• _目标_
更新数据中从含有“query (the noun phrase to segment): **tow”的那一行起直到数据末尾的这一段，将其中的“tow truck”改为“pickup truck”，其余内容一律保持不变。请重新给出这一段，图片不要放进答复。

[掩码标注示例]

◇ ◇ ◇

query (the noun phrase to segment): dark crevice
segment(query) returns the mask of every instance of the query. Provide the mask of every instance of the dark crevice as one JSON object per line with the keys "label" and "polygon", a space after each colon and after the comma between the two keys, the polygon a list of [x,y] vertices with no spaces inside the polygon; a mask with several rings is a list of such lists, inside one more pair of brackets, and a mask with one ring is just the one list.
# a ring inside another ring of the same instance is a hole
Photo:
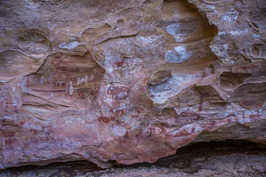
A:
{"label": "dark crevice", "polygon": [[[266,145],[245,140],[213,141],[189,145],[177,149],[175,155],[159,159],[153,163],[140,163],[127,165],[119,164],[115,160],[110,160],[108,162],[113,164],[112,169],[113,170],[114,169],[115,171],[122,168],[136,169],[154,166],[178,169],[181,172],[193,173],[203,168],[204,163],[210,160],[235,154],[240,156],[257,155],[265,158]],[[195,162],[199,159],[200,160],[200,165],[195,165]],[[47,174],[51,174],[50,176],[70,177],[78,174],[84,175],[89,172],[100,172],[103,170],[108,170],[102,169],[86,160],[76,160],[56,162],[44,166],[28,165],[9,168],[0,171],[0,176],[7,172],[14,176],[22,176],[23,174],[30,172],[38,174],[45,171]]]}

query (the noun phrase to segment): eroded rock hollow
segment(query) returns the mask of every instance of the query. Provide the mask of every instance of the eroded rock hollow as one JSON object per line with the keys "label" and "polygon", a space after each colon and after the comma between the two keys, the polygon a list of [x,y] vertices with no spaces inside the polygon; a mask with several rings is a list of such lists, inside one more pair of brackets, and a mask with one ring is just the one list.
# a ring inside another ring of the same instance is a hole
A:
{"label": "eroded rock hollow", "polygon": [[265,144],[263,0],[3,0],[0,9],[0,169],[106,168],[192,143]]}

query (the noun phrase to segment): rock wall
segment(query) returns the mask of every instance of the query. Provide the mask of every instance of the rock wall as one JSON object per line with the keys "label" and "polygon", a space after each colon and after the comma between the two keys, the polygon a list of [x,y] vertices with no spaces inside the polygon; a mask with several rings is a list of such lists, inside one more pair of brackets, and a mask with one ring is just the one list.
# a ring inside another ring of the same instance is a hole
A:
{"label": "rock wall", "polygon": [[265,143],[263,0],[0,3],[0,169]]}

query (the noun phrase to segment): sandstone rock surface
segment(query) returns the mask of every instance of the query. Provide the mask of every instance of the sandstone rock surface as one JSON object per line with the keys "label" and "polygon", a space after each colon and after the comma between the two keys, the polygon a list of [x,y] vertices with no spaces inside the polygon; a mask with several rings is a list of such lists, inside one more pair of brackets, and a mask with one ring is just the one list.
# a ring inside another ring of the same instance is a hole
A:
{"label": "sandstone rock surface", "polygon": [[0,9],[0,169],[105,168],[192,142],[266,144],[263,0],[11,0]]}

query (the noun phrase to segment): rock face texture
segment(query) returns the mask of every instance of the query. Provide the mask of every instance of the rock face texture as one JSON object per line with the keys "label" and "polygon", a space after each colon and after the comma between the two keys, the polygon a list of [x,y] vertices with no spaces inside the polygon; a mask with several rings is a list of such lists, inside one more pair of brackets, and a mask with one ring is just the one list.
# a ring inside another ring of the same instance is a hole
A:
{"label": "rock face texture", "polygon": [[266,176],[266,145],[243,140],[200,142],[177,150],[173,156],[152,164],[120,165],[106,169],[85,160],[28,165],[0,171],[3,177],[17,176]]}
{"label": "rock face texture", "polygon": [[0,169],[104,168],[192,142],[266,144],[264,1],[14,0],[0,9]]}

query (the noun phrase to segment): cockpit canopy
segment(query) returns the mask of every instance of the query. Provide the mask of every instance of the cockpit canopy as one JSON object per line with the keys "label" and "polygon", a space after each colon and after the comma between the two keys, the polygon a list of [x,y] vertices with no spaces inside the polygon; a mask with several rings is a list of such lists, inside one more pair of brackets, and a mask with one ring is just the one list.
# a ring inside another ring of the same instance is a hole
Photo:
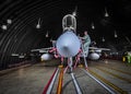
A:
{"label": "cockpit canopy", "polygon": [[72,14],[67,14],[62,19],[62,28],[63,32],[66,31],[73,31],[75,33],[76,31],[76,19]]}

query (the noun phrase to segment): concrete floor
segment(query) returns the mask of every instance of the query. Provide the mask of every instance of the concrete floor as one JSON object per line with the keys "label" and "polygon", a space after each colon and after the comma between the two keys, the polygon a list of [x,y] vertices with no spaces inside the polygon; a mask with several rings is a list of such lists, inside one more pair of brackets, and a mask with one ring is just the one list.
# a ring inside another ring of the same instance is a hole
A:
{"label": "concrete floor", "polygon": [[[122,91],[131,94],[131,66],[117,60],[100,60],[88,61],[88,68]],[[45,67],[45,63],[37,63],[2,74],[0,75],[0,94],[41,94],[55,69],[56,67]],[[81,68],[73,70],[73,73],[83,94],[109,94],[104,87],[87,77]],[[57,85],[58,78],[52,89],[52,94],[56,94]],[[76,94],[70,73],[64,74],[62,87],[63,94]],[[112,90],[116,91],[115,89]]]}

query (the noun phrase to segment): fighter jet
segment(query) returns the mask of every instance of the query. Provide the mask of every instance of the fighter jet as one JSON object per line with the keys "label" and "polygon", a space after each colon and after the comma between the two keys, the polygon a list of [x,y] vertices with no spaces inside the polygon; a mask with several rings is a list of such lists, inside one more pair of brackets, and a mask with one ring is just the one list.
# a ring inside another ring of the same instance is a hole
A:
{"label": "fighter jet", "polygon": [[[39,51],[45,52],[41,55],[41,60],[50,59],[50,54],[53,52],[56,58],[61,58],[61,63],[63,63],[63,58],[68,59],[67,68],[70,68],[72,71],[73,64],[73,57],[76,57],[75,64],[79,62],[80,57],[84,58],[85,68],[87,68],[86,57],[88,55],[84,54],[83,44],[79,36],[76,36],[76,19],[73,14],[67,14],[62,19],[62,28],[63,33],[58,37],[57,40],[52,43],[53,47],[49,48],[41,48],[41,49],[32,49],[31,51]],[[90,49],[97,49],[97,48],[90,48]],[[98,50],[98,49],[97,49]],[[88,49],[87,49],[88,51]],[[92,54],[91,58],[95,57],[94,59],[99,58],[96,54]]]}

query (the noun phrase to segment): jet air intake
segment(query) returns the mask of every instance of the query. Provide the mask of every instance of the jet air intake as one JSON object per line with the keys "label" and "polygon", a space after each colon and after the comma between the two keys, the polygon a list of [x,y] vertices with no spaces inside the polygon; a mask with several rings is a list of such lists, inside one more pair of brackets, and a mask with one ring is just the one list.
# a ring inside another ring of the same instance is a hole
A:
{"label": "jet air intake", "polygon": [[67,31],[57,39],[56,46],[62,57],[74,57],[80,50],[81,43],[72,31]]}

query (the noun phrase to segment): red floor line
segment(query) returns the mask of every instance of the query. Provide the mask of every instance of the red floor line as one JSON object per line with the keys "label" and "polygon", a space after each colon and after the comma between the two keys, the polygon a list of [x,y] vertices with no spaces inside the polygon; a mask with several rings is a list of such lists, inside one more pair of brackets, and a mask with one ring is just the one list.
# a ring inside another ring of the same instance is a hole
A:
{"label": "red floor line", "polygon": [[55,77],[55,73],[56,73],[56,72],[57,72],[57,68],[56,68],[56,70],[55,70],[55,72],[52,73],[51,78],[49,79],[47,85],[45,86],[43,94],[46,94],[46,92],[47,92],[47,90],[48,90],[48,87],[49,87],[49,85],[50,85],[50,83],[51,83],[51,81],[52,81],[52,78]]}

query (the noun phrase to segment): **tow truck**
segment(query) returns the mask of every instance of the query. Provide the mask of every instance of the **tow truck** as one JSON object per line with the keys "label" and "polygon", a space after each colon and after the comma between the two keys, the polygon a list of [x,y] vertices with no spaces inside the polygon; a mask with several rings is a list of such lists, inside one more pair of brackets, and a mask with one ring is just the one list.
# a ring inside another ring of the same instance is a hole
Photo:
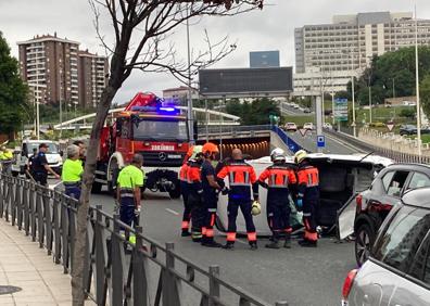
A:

◇ ◇ ◇

• _任务答复_
query (the noun phrase to segment): **pickup truck**
segment(query) returns the mask of every instance of the query. Provide the mask of every instance of the **pickup truck** as one JSON object per line with the keys "label" and "polygon", a space after each colon and after the comma between the two keys, the polygon a list of [x,y] vertices with no spaces inside the polygon; a mask with several rings is a list of such lists, inside one more pair of brackets, and a mask with one ring is just the one list.
# a ring inside another ring of the same instance is a hole
Photo:
A:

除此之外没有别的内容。